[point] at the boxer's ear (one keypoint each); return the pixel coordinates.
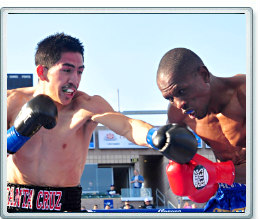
(204, 73)
(42, 72)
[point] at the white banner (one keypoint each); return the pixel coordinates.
(109, 140)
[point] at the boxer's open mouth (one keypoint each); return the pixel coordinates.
(69, 89)
(191, 113)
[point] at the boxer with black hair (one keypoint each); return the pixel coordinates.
(50, 127)
(215, 108)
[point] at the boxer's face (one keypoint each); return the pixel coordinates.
(64, 77)
(190, 93)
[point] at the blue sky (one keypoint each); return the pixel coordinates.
(122, 51)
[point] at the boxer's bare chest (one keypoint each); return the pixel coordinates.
(225, 132)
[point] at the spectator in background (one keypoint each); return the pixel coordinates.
(147, 204)
(186, 205)
(107, 207)
(127, 205)
(95, 207)
(193, 205)
(83, 208)
(112, 191)
(137, 180)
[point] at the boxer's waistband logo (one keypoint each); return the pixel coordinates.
(24, 198)
(200, 177)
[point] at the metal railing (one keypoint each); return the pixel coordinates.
(136, 193)
(159, 197)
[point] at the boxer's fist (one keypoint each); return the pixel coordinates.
(39, 111)
(174, 141)
(199, 178)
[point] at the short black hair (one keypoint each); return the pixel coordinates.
(179, 61)
(49, 50)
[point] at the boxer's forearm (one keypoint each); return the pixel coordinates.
(134, 130)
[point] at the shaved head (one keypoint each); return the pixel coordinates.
(178, 63)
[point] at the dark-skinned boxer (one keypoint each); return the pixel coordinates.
(215, 109)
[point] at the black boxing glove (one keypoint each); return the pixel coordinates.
(175, 142)
(39, 111)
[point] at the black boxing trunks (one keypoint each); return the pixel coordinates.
(27, 198)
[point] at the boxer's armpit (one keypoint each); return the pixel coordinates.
(240, 173)
(134, 130)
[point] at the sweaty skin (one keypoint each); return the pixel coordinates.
(223, 127)
(57, 157)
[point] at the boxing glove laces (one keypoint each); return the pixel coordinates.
(175, 142)
(199, 178)
(39, 111)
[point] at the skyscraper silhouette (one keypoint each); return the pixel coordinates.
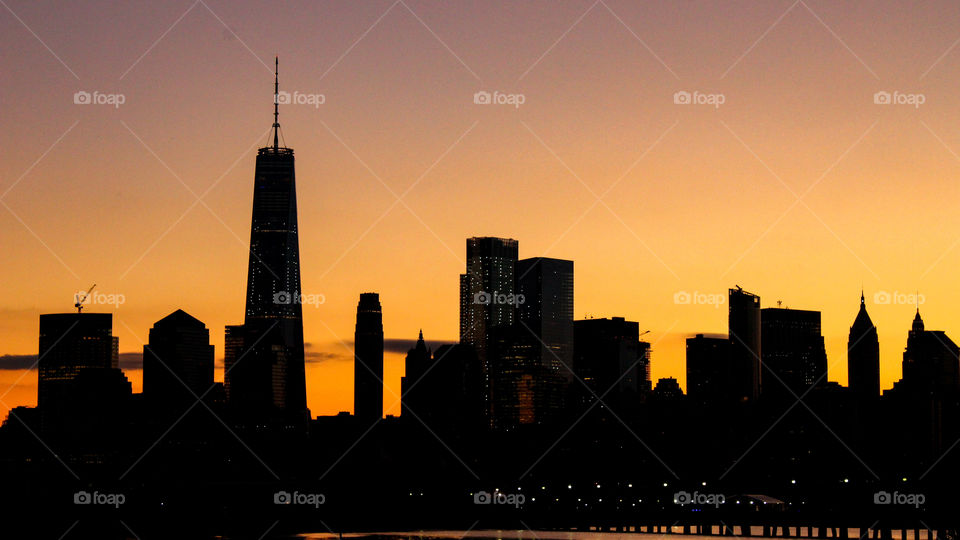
(177, 363)
(792, 351)
(863, 355)
(368, 360)
(744, 329)
(546, 288)
(709, 370)
(80, 382)
(268, 378)
(487, 295)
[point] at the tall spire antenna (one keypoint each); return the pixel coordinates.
(276, 102)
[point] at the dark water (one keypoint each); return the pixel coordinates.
(542, 535)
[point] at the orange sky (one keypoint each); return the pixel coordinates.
(695, 198)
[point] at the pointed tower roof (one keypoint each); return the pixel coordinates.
(917, 322)
(862, 323)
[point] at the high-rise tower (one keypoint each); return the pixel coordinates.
(368, 360)
(863, 355)
(744, 329)
(268, 375)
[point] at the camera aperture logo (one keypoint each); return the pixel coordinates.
(97, 97)
(286, 298)
(498, 299)
(300, 98)
(696, 97)
(515, 500)
(684, 298)
(898, 298)
(103, 499)
(499, 98)
(899, 98)
(304, 499)
(684, 498)
(908, 499)
(98, 298)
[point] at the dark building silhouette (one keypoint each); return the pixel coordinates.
(443, 391)
(745, 353)
(524, 391)
(80, 385)
(792, 351)
(529, 361)
(931, 362)
(709, 370)
(232, 351)
(487, 294)
(177, 363)
(417, 364)
(270, 379)
(611, 360)
(863, 355)
(925, 402)
(546, 288)
(667, 389)
(368, 360)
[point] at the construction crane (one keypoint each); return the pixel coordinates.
(82, 299)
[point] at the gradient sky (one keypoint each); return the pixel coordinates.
(694, 198)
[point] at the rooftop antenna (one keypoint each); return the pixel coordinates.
(276, 102)
(83, 298)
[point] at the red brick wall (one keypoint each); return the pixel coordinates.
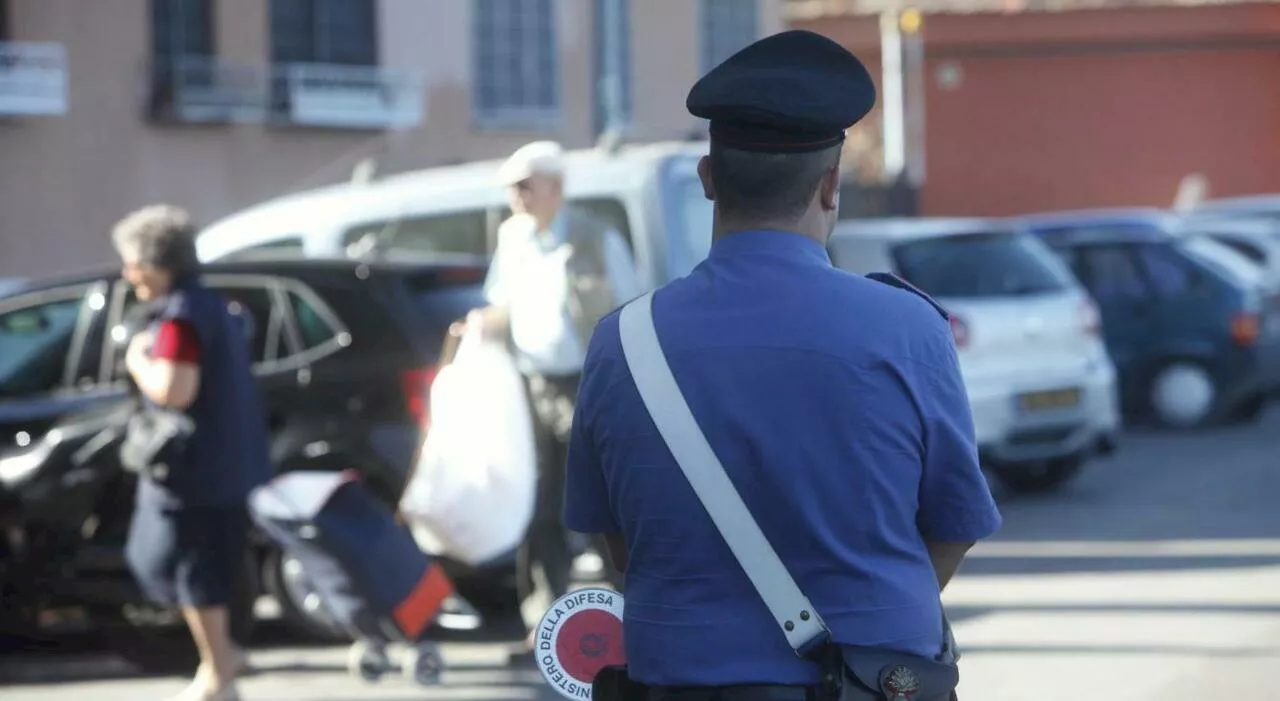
(1083, 109)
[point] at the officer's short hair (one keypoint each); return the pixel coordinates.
(159, 236)
(763, 186)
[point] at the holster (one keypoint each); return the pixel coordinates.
(846, 674)
(612, 683)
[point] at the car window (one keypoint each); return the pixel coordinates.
(260, 317)
(1223, 260)
(35, 343)
(1112, 274)
(461, 232)
(312, 326)
(1168, 273)
(981, 265)
(284, 246)
(608, 210)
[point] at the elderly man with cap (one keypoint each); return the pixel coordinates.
(833, 402)
(556, 271)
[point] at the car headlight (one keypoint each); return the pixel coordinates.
(19, 467)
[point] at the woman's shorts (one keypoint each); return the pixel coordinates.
(187, 557)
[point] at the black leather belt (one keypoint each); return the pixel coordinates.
(762, 692)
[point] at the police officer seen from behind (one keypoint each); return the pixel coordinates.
(190, 530)
(556, 271)
(835, 403)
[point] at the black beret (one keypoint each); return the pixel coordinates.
(789, 92)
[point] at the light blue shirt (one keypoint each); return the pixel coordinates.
(837, 407)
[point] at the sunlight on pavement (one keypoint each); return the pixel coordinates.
(1169, 635)
(1206, 587)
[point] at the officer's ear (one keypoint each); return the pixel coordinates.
(828, 189)
(704, 174)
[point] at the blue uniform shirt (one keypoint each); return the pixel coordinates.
(229, 452)
(836, 406)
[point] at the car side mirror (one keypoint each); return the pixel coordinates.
(242, 319)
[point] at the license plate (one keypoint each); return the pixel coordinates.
(1048, 401)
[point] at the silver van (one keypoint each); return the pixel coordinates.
(650, 192)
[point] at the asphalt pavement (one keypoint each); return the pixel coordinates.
(1155, 576)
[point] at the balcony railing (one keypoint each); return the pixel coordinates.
(346, 96)
(208, 90)
(32, 78)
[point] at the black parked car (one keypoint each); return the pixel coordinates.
(343, 351)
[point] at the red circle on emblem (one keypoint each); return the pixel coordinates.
(589, 641)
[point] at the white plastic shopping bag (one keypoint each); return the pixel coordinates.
(471, 496)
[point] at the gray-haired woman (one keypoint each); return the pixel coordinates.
(190, 527)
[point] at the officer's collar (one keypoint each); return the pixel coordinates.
(771, 242)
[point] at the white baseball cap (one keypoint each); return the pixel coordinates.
(540, 157)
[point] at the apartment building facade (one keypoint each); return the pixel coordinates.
(220, 104)
(1025, 105)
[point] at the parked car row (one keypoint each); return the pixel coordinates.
(343, 352)
(1063, 324)
(1142, 312)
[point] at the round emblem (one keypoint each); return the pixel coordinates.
(580, 635)
(901, 683)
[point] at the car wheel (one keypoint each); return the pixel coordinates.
(1183, 395)
(301, 606)
(1040, 476)
(156, 641)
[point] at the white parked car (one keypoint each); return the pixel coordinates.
(649, 192)
(1041, 384)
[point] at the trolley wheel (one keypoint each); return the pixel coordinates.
(423, 664)
(368, 660)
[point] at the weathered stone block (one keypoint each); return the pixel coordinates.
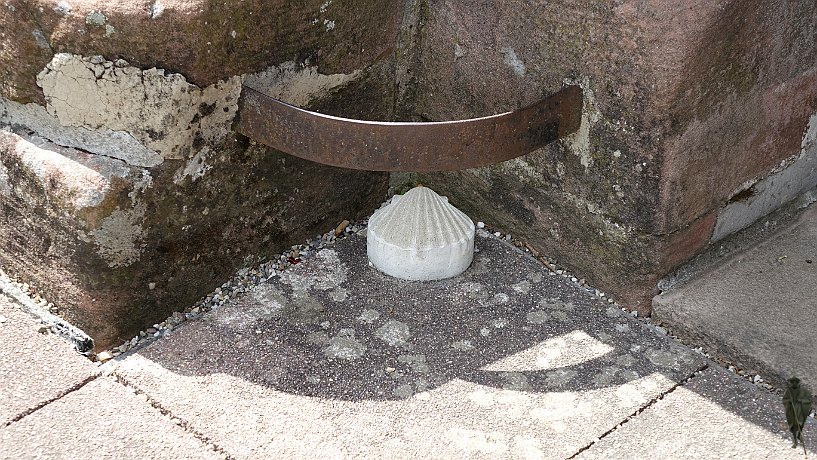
(686, 105)
(117, 246)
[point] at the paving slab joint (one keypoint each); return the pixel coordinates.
(641, 409)
(42, 404)
(207, 443)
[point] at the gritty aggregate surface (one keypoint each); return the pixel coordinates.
(515, 358)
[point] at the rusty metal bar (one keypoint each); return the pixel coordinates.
(408, 146)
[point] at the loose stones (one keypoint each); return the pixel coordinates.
(420, 236)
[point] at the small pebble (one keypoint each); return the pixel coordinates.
(341, 227)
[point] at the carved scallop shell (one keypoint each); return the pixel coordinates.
(420, 236)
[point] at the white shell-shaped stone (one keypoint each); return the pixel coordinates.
(420, 236)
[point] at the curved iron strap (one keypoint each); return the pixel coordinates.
(404, 146)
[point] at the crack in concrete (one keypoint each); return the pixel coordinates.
(638, 411)
(61, 395)
(184, 424)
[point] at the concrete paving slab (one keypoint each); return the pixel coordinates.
(758, 307)
(101, 420)
(714, 415)
(333, 358)
(35, 368)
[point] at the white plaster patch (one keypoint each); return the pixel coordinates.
(579, 142)
(119, 236)
(161, 110)
(512, 60)
(115, 144)
(295, 83)
(794, 177)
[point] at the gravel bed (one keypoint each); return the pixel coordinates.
(247, 278)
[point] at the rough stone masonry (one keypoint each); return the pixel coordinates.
(125, 195)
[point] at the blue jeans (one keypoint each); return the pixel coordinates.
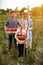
(10, 40)
(30, 36)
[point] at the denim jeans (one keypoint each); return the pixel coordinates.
(10, 40)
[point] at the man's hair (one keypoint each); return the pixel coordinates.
(12, 12)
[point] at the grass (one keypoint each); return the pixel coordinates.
(37, 32)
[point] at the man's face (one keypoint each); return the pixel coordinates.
(13, 14)
(25, 15)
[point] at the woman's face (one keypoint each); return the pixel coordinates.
(13, 14)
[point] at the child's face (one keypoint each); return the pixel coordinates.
(13, 14)
(23, 25)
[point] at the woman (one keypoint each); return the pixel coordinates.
(21, 31)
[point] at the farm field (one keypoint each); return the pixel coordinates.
(5, 58)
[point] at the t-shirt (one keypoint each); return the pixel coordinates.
(23, 33)
(12, 23)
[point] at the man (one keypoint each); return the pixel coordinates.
(29, 26)
(12, 22)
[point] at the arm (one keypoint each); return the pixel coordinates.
(30, 25)
(18, 39)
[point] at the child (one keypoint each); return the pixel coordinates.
(21, 43)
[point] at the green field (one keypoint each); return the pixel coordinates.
(37, 40)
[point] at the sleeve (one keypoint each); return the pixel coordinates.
(19, 22)
(7, 22)
(31, 23)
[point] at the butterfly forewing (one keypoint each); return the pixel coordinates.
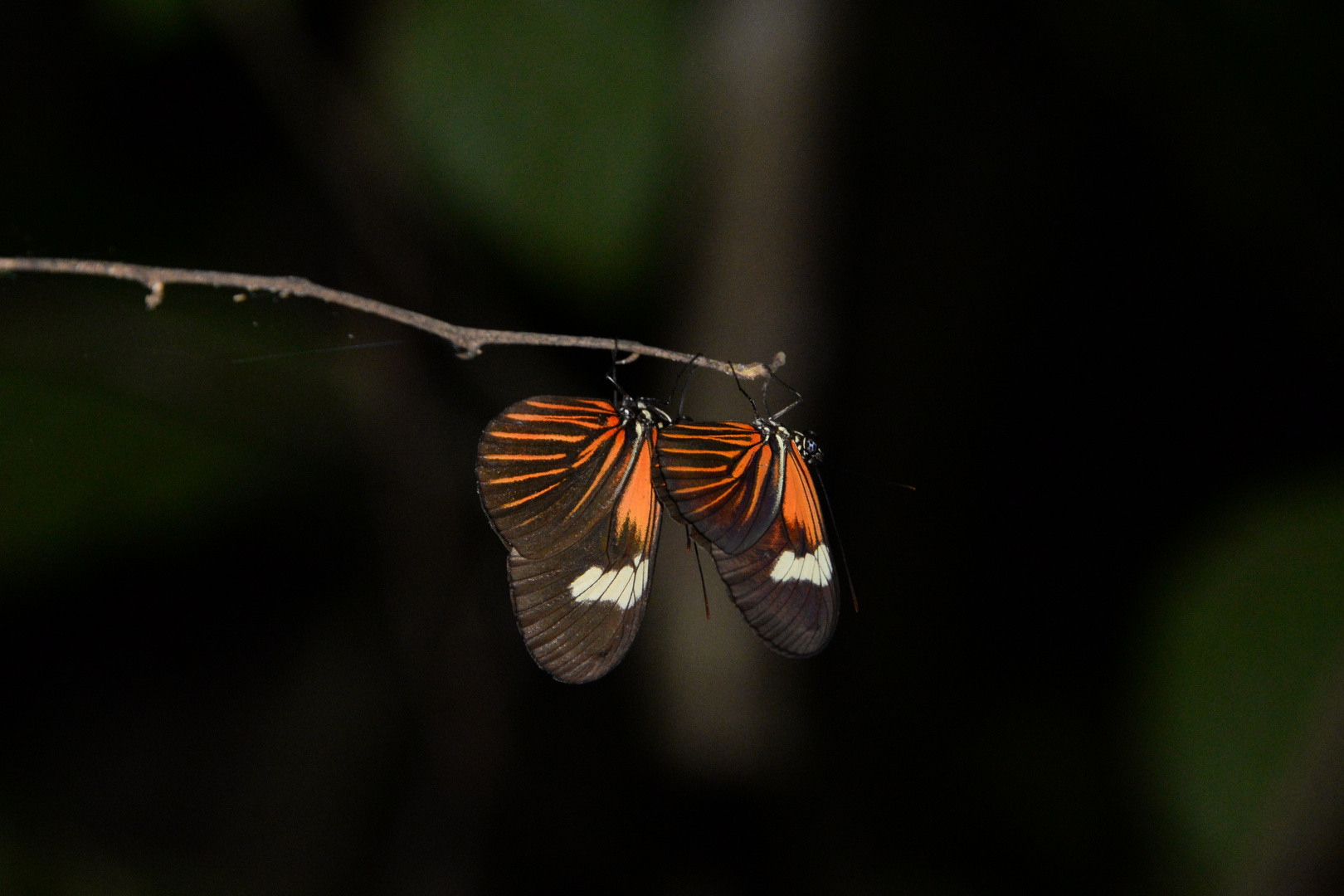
(550, 468)
(567, 485)
(580, 609)
(722, 479)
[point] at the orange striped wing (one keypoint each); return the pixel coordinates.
(784, 583)
(567, 485)
(723, 480)
(550, 468)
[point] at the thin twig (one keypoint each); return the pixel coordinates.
(466, 340)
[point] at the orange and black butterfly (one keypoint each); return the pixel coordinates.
(567, 484)
(746, 492)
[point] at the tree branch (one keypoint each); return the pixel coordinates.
(466, 340)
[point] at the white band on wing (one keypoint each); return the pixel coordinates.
(621, 586)
(810, 567)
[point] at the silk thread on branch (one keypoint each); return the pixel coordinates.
(466, 340)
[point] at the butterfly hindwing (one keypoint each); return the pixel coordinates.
(581, 522)
(784, 585)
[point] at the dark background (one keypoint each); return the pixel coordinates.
(1070, 269)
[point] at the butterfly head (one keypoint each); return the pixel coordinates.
(808, 448)
(644, 411)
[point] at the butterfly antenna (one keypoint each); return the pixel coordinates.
(845, 558)
(866, 476)
(689, 546)
(611, 377)
(734, 368)
(793, 405)
(689, 371)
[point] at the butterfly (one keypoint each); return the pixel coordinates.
(745, 490)
(567, 485)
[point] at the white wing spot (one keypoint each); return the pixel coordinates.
(621, 586)
(811, 567)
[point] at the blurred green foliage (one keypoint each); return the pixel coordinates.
(1246, 642)
(546, 123)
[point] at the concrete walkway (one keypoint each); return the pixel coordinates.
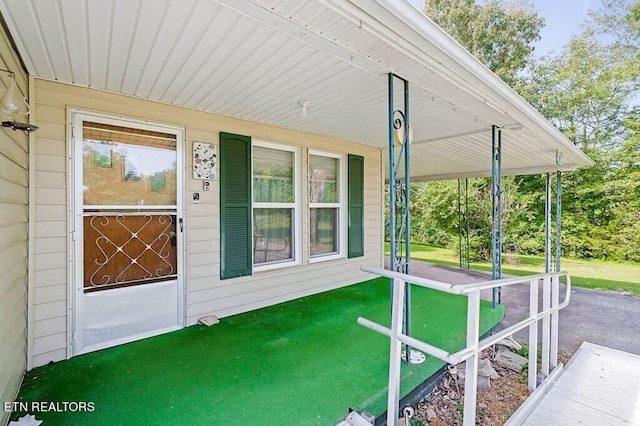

__________

TASK DETAILS. Copy the line showing "[point] at the white wing" exactly, along with each line after it through the end of the material above. Pictures stay out.

ANSWER SPACE.
[point] at the white wing spot (one keypoint each); return the pixel coordinates.
(621, 586)
(811, 567)
[point] at the blurred green foliage (one keypoint each); return the pixel coordinates.
(1246, 642)
(546, 123)
[point] at the concrete walkway (one keypoint each); return the pixel coordinates.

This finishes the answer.